*** Block opens ***

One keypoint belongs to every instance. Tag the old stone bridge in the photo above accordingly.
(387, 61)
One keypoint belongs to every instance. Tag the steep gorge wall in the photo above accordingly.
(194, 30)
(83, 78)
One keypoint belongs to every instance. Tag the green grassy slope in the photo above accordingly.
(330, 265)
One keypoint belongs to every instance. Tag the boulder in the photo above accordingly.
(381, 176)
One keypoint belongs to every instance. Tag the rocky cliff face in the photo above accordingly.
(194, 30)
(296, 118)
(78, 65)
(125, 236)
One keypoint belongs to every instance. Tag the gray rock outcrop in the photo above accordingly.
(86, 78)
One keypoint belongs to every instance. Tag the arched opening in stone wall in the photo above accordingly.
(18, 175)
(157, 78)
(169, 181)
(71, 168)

*** Block closes ***

Output the lines from the one with "One keypoint belongs to every instance. Tag the gray" to the final line of the entries above, exactly as they stand, please, and nothing else.

→ **EXERCISE ANSWER**
One keypoint belongs to every instance. Tag the gray rock outcrop in the photo above accordingly.
(86, 78)
One keypoint belongs to every instance. Tag the arched opening in stone wall in the photo above accordingly.
(18, 175)
(157, 78)
(169, 181)
(71, 168)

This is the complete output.